-- Quoted passage follows --
DEV Community

Beni
Beni

Posted on

Our Agent's #1 Failure Mode: Thinking

Our Agent's #1 Failure Mode: Thinking

Thirty-three tasks. Four projects. $32.93. Time to read the spreadsheet.

MissionControl has been running for a week. Quick context if you're just joining: autonomous dev agent. Describe a coding task in Telegram, it spawns a Claude Code session, builds the feature, opens a PR on GitHub. Post 1 covered the 16-hour build. Posts 2 through 5 covered the bugs, the trust chain, the architecture, and a task that deployed a full MVP then got marked as failed. All anecdotal. Now there's enough data to stop telling stories and start reading spreadsheets.

The Raw Numbers

Metric Value
Tasks created 33
Completed 12 (36%)
Failed 19 (58%)
Cancelled 2 (6%)
-- Quoted passage concluded --
-- The data follows --
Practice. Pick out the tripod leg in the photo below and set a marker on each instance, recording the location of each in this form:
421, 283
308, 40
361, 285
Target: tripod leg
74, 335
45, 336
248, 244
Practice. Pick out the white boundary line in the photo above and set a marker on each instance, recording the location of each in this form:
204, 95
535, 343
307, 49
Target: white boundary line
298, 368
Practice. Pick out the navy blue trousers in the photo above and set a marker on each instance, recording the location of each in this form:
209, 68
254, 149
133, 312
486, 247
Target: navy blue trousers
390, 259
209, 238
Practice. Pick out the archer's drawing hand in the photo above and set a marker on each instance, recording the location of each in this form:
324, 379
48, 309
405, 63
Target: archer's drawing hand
-- The data concluded --
-- The data follows --
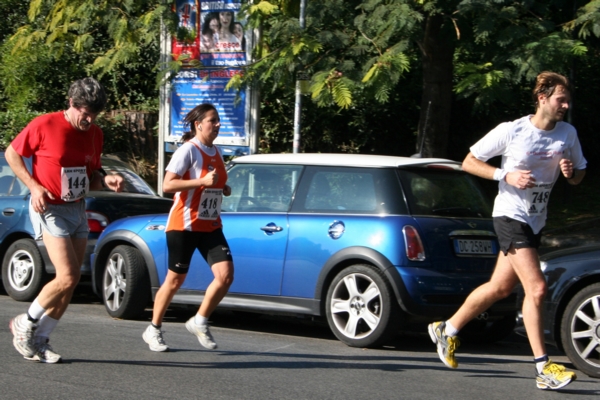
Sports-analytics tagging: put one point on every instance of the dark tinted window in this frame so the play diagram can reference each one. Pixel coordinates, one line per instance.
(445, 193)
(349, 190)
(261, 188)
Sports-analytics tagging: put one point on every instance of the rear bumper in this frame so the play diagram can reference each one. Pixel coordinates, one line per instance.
-- The data concluded --
■ **Exercise prompt**
Retype the part of the MissionControl post starting at "DEV Community" and ending at "read the spreadsheet.".

■ **Written answer**
DEV Community

Beni
Beni

Posted on

Our Agent's #1 Failure Mode: Thinking

Our Agent's #1 Failure Mode: Thinking

Thirty-three tasks. Four projects. $32.93. Time to read the spreadsheet.